**AIM:** Rewrite the entries below as a numbered list, one line per item, dropping any blank lines.

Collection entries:
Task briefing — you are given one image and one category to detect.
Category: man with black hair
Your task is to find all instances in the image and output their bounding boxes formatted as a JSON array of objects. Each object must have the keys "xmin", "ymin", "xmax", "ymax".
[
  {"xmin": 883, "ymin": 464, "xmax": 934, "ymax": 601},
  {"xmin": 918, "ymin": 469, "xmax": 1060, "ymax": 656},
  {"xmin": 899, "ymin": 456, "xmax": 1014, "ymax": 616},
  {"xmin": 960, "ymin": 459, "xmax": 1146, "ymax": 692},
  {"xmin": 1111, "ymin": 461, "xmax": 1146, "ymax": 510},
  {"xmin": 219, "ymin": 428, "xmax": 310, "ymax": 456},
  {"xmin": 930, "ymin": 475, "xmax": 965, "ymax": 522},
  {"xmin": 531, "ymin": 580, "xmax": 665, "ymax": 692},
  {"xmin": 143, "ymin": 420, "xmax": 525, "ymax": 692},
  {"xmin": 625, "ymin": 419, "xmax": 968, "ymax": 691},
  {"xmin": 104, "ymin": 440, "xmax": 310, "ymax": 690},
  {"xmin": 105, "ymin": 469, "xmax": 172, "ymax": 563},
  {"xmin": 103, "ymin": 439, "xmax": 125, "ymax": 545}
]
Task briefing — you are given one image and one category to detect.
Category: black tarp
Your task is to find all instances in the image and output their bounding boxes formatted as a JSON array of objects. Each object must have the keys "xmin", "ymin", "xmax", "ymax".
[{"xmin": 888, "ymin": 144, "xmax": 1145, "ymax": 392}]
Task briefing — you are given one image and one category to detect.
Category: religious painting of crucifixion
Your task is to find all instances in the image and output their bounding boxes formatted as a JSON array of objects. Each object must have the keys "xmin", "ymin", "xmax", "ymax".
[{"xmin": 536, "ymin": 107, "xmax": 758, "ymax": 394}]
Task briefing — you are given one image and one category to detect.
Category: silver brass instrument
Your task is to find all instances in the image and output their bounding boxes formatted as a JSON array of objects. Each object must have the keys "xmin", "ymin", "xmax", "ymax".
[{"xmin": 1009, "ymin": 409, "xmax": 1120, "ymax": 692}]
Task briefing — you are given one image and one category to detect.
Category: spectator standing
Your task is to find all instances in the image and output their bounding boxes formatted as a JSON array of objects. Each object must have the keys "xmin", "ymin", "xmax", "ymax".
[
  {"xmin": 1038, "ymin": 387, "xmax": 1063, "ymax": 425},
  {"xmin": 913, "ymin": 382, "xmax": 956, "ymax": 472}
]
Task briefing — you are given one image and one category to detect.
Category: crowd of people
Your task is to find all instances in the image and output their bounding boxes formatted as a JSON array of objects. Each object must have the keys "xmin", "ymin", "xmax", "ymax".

**OUTPUT:**
1. Task briefing — you are given one image and one category to detect.
2. Category: man with black hair
3. Your task is to find all instances in the image and output their bounding boxes formatted as a JSON array of objects. Each object must have the keys "xmin", "ymin", "xmax", "ymax".
4. [
5.   {"xmin": 883, "ymin": 464, "xmax": 934, "ymax": 601},
6.   {"xmin": 918, "ymin": 469, "xmax": 1060, "ymax": 656},
7.   {"xmin": 899, "ymin": 456, "xmax": 1014, "ymax": 616},
8.   {"xmin": 960, "ymin": 459, "xmax": 1146, "ymax": 692},
9.   {"xmin": 1111, "ymin": 461, "xmax": 1146, "ymax": 510},
10.   {"xmin": 219, "ymin": 428, "xmax": 310, "ymax": 456},
11.   {"xmin": 930, "ymin": 475, "xmax": 965, "ymax": 522},
12.   {"xmin": 531, "ymin": 580, "xmax": 665, "ymax": 692},
13.   {"xmin": 143, "ymin": 420, "xmax": 525, "ymax": 692},
14.   {"xmin": 625, "ymin": 419, "xmax": 968, "ymax": 691},
15.   {"xmin": 104, "ymin": 440, "xmax": 310, "ymax": 690},
16.   {"xmin": 105, "ymin": 469, "xmax": 172, "ymax": 563},
17.   {"xmin": 103, "ymin": 439, "xmax": 125, "ymax": 545}
18. ]
19. Task briefing — you are given one image and one category to detect.
20. Category: black tarp
21. Your task is to find all instances in the image and output their bounding boxes formatted as a JSON array of objects. Each object must have the keys "xmin", "ymin", "xmax", "ymax".
22. [{"xmin": 888, "ymin": 144, "xmax": 1145, "ymax": 392}]
23. Task briefing — you are given one image and one category to detect.
24. Category: religious painting of crucifixion
25. Your task is to find all instances in the image and output their bounding boxes formatted as a JSON array of objects. Each object must have the keys "xmin", "ymin", "xmax", "ymax".
26. [{"xmin": 536, "ymin": 107, "xmax": 758, "ymax": 394}]
27. Task briefing — you are given one image and one category to detect.
28. Category: silver brass instrument
29. Your task is to find all instances in the image and output their bounding boxes formatted as a JSON array of objects. Each object must have the keys "xmin", "ymin", "xmax", "ymax".
30. [{"xmin": 1009, "ymin": 409, "xmax": 1120, "ymax": 692}]
31. Task briefing — you are given one image and one category to detect.
32. Category: spectator standing
33. Your task is to find all instances in the image and output their bounding boxes formatted as a JSON array of objects. Each object must have the keys "xmin", "ymin", "xmax", "ymax".
34. [
35.   {"xmin": 1038, "ymin": 387, "xmax": 1063, "ymax": 425},
36.   {"xmin": 913, "ymin": 382, "xmax": 956, "ymax": 472}
37. ]
38. Task briefing — you are given one image and one category to detect.
39. Category: crowd of people
40. Your task is to find all instances in the image and output their bounding boxes formatted as a JSON array of objects. Each object must have the keys "xmin", "ymin", "xmax", "ymax".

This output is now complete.